Passage shown:
Keeping An Eye On This

Trump largely failed in co-opting corporate America in his first term. It’s not at all clear whether the line will hold a second time. Last week did not offer any reassurances in that regard. Calling it “The Week CEOs Bent the Knee to Trump,” the WSJ reported: “Titans of the business world are rushing to make inroads with the president-elect, gambling that personal relationships with the next occupant of the Oval Office will help their bottom lines and spare them from Trump’s wrath.”

Elon Musk Watch

  • WSJ: Why Musk Doesn’t Have Access to SpaceX’s Biggest Government Secrets
  • WaPo: Elon Musk just can’t leave Donald Trump’s side

Trump And The Military

Writing in the NYT, Steven Simon and Jonathan Stevenson warn:

President-elect Trump will almost certainly seek to have ideologically and temperamentally sympathetic colonels and captains promoted so that they would be responsive to his potential direction, with the support of a like-minded secretary of defense and attorney general. The fear is that, as Mr. Trump reiterates his preferences, promotion boards and lists alike could become stacked with acolytes, whereupon a constitutionally corrupted military could quickly become a fait accompli.

Collected data entries:
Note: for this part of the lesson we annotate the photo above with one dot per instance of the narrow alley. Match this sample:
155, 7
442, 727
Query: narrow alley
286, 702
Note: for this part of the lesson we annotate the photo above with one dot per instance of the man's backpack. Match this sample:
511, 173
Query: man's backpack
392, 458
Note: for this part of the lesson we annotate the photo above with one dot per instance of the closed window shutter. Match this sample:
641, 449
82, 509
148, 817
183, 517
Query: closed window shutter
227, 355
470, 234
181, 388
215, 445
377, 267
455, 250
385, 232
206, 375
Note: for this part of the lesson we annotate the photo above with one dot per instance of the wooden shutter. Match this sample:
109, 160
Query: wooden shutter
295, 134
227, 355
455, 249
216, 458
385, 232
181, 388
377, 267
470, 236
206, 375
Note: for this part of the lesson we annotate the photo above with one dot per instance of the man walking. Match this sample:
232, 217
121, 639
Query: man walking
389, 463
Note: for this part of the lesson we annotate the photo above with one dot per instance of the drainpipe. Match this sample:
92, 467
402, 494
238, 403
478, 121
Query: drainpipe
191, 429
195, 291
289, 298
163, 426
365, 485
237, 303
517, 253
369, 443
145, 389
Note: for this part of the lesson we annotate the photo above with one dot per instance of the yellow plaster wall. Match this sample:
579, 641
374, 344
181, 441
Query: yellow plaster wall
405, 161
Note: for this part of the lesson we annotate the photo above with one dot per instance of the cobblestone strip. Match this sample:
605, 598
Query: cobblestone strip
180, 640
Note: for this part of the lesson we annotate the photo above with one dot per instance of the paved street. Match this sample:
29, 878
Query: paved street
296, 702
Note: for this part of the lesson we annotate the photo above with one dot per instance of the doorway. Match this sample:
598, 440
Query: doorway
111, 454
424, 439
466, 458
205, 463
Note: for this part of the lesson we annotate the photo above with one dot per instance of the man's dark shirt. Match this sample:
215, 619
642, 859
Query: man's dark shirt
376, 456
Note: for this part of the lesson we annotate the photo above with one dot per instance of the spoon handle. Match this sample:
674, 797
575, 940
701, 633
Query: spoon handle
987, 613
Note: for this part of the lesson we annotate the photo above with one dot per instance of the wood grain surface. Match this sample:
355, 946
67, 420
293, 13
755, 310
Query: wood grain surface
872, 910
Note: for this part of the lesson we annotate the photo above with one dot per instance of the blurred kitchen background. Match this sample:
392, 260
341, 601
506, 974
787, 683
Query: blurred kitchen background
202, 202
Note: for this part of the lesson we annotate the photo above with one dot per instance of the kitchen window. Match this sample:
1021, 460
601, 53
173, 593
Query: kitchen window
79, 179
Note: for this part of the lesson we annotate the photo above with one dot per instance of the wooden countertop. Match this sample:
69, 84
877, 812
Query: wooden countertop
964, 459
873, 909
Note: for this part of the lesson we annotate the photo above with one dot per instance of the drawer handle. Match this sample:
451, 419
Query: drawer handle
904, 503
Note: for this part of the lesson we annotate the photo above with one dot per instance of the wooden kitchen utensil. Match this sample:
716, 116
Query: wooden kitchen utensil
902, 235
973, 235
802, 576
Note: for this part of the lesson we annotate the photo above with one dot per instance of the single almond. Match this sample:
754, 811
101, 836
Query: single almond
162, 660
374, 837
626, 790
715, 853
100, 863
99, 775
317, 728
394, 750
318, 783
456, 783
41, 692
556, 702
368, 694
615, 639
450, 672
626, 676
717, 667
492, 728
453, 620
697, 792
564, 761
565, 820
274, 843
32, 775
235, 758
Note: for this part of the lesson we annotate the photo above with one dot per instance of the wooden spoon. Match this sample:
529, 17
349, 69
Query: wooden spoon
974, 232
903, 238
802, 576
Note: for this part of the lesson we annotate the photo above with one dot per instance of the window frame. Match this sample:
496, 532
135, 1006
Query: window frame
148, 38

Brief A: According to the passage on Trump's second term, why are business leaders rushing to make inroads with the president-elect?
Brief B: Pick up the passage on Trump's second term after its final sentence about a constitutionally corrupted military and keep writing it.

Written answer A: They are gambling that personal relationships with the next occupant of the Oval Office will help their bottom lines. They also hope those relationships will spare them from Trump's wrath.

Written answer B:
The Many Problems With Kash Patel

  • ABC News: Contrary to a lot of speculation, Chris Wray’s resignation doesn’t really change the equation on whom Trump can appoint to lead the FBI in the short or long term.
  • B-E-N-G-H-A-Z-I: David Corn reports that Patel’s own book “embellished” his role in the Benghazi case, while the NYT says he “exaggerated his own importance and misleadingly distorted the [Justice D]epartment’s broader effort.”
  • Ankush Khardori: “His nomination poses a considerable and unjustifiable risk to the country.”

Trump II Clown Show

  • Former Rep. Devin Nunes (R-CA), CEO of Truth social: chair of the President’s Intelligence Advisory Board
  • Former acting DNI Richard Grenell: envoy for special missions
  • HHS nominee Robert F. Kennedy Jr. is on the Hill this week meeting with GOP senators and playing down his anti-vaccine and pro-abortion rights stances.

Nepotism Watch

It’s not clear if Florida Gov. Ron DeSantis (R) will acquiesce to Trump’s push to give his daughter-in-law Lara Trump Marco Rubio’s Senate seat if he’s confirmed as secretary of state, but he’s seriously considering it.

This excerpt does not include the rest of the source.